• [DO THIS] Copy each of the following rows word for word, leaving nothing out.

• [ITEMS]
— Begin —

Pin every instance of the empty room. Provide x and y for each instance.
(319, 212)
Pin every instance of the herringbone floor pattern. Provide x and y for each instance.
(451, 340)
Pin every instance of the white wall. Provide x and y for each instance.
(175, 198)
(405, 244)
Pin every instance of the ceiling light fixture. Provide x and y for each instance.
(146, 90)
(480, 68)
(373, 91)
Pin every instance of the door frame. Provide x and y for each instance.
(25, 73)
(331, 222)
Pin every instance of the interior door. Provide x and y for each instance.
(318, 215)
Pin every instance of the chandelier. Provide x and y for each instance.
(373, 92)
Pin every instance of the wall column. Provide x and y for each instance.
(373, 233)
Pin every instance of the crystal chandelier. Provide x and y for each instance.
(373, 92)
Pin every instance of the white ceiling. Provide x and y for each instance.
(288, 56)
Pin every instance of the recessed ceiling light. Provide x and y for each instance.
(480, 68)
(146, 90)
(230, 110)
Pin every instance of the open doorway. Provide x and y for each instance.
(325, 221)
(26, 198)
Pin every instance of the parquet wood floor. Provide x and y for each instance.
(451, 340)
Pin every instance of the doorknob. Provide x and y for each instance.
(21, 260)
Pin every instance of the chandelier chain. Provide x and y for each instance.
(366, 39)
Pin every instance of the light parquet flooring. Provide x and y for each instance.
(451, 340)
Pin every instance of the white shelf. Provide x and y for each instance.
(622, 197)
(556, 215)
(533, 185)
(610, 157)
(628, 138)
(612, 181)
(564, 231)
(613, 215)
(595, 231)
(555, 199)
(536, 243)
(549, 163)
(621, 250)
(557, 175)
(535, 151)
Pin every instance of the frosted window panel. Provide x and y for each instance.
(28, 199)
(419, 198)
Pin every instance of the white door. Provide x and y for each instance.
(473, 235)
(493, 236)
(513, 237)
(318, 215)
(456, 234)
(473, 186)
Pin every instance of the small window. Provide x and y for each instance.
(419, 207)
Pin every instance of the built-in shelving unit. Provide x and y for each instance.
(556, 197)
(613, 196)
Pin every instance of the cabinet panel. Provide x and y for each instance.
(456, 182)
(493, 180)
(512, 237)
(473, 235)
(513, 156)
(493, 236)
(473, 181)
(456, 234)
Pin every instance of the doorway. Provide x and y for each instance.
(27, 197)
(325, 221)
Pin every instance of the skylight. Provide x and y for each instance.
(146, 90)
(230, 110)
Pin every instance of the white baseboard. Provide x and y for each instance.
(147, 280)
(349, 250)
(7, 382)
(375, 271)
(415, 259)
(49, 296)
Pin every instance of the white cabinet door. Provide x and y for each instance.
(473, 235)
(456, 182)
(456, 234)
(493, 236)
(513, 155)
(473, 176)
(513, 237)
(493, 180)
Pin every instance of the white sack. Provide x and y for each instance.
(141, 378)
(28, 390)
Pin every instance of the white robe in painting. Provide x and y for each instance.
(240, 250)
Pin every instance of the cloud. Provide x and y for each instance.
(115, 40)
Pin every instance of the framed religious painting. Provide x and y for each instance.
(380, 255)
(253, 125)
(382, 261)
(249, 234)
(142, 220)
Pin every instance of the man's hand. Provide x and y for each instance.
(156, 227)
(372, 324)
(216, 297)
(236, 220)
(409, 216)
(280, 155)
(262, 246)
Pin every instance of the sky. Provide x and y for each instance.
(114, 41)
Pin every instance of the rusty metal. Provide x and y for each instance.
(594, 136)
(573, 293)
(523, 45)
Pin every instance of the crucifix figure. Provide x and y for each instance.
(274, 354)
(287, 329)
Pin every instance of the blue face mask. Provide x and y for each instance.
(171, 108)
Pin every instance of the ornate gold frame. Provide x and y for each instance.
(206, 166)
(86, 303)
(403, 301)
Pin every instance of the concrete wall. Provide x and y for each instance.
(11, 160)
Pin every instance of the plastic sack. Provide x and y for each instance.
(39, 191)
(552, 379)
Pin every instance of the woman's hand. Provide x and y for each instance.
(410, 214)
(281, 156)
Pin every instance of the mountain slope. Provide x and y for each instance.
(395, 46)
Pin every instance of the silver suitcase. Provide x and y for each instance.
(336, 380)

— End —

• [COMPLETE RESPONSE]
Pin every instance of the empty room. Provide x and y for each instance.
(319, 212)
Pin every instance of the herringbone floor pattern. Provide x and y for each instance.
(451, 340)
Pin every instance of the white wall. Provide x and y for each instance.
(175, 198)
(405, 244)
Pin every instance of the ceiling light fixture. Provide x and y for each instance.
(146, 90)
(480, 68)
(373, 91)
Pin every instance of the door frame. Provide x and y for each instance.
(25, 73)
(331, 222)
Pin every instance of the interior door. Provide x and y for each instance.
(318, 215)
Pin every instance of the chandelier. Provide x and y for each instance.
(373, 92)
Pin every instance of the wall column. Provide x and y for each instance.
(373, 233)
Pin every instance of the crystal chandelier. Provide x and y for each instance.
(373, 92)
Pin every instance of the white ceiling. Provide x and y for each instance.
(288, 56)
Pin every instance of the recessed ceiling light. Provide x and y for each instance.
(480, 68)
(146, 90)
(230, 110)
Pin every instance of the open doorway. Provide x and y for each instance.
(325, 221)
(26, 198)
Pin every instance of the parquet wood floor. Provide x and y for each instance.
(451, 340)
Pin every instance of the doorknob. Provide x and y for each instance.
(21, 260)
Pin every instance of the chandelier chain. Provide x and y for each instance.
(366, 39)
Pin every instance of the light parquet flooring. Provide x and y for each instance.
(451, 340)
Pin every instance of the white shelf. Provide x and y for each instance.
(622, 197)
(556, 215)
(533, 185)
(610, 157)
(628, 138)
(612, 181)
(564, 231)
(613, 215)
(595, 231)
(555, 199)
(536, 243)
(549, 163)
(621, 250)
(557, 175)
(535, 151)
Pin every instance of the frosted window panel. Provide x and y for each instance.
(28, 199)
(419, 198)
Pin every instance of the white door. Provide x and y for each instance.
(473, 235)
(493, 236)
(513, 237)
(318, 215)
(456, 234)
(473, 186)
Pin every instance of the small window. Provide x and y for each instance.
(419, 207)
Pin every instance of the built-in shelving unit. Provide x and y for each instance.
(556, 197)
(613, 196)
Pin every instance of the cabinet panel. Provide x and y for each instance.
(456, 182)
(493, 180)
(512, 237)
(473, 235)
(513, 156)
(493, 236)
(473, 181)
(456, 234)
Pin every instance of the doorway. Provide x and y for each instance.
(27, 197)
(325, 221)
Pin every instance of the skylight. Provide x and y for each instance.
(146, 90)
(230, 110)
Pin every instance of the white baseboard. Provide x and y for each instance.
(147, 280)
(349, 250)
(7, 382)
(375, 271)
(415, 259)
(49, 296)
Pin every instance of the white cabinet door. Provide x and y for each instance.
(473, 235)
(456, 182)
(456, 234)
(493, 236)
(513, 155)
(473, 176)
(513, 237)
(493, 180)
Pin every instance of the white sack. Provide x and y for each instance.
(141, 378)
(28, 390)
Pin every instance of the white robe in painting. Provide x and y for each instance.
(240, 250)
Pin every instance of the cloud. Provide x and y for each instance.
(115, 40)
Pin every instance of the framed religious painting. Provide x and y for each instance.
(380, 255)
(253, 125)
(382, 261)
(249, 234)
(142, 220)
Pin every instance of the man's hand. Provide x and y for each instance.
(156, 227)
(372, 324)
(216, 297)
(236, 220)
(409, 216)
(280, 155)
(262, 246)
Pin every instance of the sky. Provide x and y for each instance.
(114, 41)
Pin every instance of the rusty metal. Provide x and y for each instance.
(594, 136)
(573, 293)
(523, 45)
Pin every instance of the crucifix figure. Provide x and y for each instance.
(274, 354)
(287, 329)
Pin every instance of the blue face mask. Provide x and y for each instance.
(171, 108)
Pin every instance of the ornate gold frame. Provide x and y for each instance.
(206, 166)
(86, 303)
(403, 301)
Pin every instance of the concrete wall. Provide x and y for each instance.
(11, 160)
Pin every instance of the plastic sack. Provide x and y for each instance.
(39, 191)
(552, 379)
Pin every instance of the woman's hand. Provide x and y for each instance.
(410, 214)
(281, 156)
Pin every instance of the mountain slope. Provide x and y for each instance.
(395, 46)
Pin every instance of the silver suitcase. Provide x and y for each instance.
(336, 380)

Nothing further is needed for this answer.